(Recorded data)
******************************

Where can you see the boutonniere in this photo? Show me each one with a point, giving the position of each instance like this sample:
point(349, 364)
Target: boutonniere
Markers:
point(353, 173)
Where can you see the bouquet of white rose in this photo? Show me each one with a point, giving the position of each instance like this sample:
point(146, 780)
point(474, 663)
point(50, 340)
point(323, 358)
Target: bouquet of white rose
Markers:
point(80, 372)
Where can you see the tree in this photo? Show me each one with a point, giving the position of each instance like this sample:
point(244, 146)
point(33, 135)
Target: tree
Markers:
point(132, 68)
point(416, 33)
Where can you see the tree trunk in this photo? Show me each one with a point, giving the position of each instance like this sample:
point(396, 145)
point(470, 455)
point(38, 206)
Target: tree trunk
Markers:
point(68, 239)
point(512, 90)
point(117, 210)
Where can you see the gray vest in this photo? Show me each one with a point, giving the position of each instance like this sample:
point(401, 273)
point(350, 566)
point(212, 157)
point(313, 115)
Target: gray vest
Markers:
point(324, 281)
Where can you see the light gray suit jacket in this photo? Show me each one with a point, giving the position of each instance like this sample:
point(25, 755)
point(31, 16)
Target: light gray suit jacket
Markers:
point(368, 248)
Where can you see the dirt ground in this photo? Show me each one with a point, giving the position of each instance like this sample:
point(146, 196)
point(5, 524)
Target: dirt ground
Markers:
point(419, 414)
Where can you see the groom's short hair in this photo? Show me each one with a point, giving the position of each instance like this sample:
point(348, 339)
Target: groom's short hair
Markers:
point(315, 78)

******************************

Task directions: Please reproduce all of the items above, substituting "Points" for each occurrence of "Markers" and keeping everything else unchanged.

Expected output:
Where can you see the boutonniere in this photo? Show me each one with a point, giving the position of each instance like this sample:
point(349, 364)
Target: boutonniere
Points:
point(353, 173)
Where can you see the bouquet of white rose in this photo? Show me each one with a point, giving the position of each instance like this sample:
point(146, 780)
point(474, 663)
point(50, 340)
point(323, 358)
Target: bouquet of white rose
Points:
point(80, 372)
Where can you see the tree in this photo? Show me each one with a point, giving the position of each instance like this sample:
point(244, 146)
point(33, 135)
Target: tree
Points:
point(132, 68)
point(416, 33)
Where can you see the tree trunk in this photo? Show me each one with a point, giving the position of each instance like this sample:
point(396, 145)
point(470, 455)
point(38, 206)
Target: tree trunk
Points:
point(68, 239)
point(512, 90)
point(117, 210)
Where can you see the gray vest in this photo? Show me each one with a point, giving the position of each instance like this sample:
point(401, 273)
point(350, 566)
point(212, 157)
point(313, 115)
Target: gray vest
Points:
point(324, 281)
Where can you see the light gray suit jacket in this photo? Show me each one with a point, giving the position of each instance like this sample:
point(25, 755)
point(31, 16)
Target: light gray suit jacket
Points:
point(368, 248)
Where can you see the dirt ground in this photo? Show me each one with a point, giving the position of each instance like this sample:
point(146, 196)
point(5, 524)
Target: dirt ground
Points:
point(419, 414)
Where can you see the groom's short hair in this photo? Show me each one with a point, giving the position of each instance like this sample:
point(348, 339)
Target: groom's short hair
Points:
point(315, 78)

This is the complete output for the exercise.